→ Task directions:
Which lines in the data below contain the word "candle"? Pull each of them out.

┄┄┄┄┄┄┄┄┄┄

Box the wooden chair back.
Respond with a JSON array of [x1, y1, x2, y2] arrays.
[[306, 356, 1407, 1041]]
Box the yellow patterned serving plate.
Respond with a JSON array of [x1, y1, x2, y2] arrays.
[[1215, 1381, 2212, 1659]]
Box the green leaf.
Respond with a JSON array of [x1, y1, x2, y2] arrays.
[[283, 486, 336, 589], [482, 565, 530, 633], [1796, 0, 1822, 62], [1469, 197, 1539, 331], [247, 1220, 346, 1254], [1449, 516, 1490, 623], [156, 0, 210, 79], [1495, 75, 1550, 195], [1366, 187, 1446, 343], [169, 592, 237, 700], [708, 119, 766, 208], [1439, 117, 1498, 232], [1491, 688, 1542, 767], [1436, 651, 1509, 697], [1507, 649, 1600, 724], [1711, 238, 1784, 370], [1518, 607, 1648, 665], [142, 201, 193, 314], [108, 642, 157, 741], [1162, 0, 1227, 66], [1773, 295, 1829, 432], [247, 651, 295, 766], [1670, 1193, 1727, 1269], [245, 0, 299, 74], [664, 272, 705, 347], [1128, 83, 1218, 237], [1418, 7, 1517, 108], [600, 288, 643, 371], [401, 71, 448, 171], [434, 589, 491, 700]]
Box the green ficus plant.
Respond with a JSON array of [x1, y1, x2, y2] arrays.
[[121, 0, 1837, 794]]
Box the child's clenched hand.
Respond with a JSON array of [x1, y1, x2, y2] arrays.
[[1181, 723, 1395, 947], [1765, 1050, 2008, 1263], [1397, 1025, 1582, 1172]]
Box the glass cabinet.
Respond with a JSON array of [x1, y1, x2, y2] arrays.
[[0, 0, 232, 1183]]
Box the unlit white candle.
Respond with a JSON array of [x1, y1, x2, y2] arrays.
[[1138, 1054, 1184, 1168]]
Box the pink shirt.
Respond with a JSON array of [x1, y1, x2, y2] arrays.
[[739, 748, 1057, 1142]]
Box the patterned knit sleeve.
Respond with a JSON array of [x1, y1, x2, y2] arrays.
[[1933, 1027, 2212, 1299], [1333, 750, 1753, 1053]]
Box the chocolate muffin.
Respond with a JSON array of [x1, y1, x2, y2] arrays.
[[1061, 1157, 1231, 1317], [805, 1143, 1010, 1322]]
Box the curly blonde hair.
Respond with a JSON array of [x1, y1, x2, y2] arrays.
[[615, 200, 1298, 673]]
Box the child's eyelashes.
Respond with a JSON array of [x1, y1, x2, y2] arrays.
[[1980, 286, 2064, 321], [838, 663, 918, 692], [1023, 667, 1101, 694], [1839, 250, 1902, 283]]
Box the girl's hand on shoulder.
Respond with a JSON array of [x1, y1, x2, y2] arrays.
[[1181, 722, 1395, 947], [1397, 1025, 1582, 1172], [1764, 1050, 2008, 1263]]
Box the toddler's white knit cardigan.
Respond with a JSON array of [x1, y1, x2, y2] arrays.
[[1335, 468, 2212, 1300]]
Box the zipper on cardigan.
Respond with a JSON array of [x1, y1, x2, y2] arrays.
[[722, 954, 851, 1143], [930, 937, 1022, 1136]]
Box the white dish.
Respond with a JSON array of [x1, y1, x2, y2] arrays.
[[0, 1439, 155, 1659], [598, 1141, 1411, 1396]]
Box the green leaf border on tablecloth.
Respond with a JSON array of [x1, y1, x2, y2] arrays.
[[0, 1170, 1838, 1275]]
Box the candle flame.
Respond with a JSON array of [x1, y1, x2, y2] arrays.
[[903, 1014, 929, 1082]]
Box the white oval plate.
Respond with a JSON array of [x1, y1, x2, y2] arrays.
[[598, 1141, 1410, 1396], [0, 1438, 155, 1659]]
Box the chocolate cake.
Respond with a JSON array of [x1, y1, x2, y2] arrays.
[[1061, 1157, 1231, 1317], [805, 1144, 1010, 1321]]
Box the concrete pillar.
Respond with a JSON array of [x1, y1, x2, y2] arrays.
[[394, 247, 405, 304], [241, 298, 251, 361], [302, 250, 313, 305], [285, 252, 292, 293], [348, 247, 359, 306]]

┄┄┄┄┄┄┄┄┄┄

→ Your solution:
Box the unlit white candle.
Box the candle flame.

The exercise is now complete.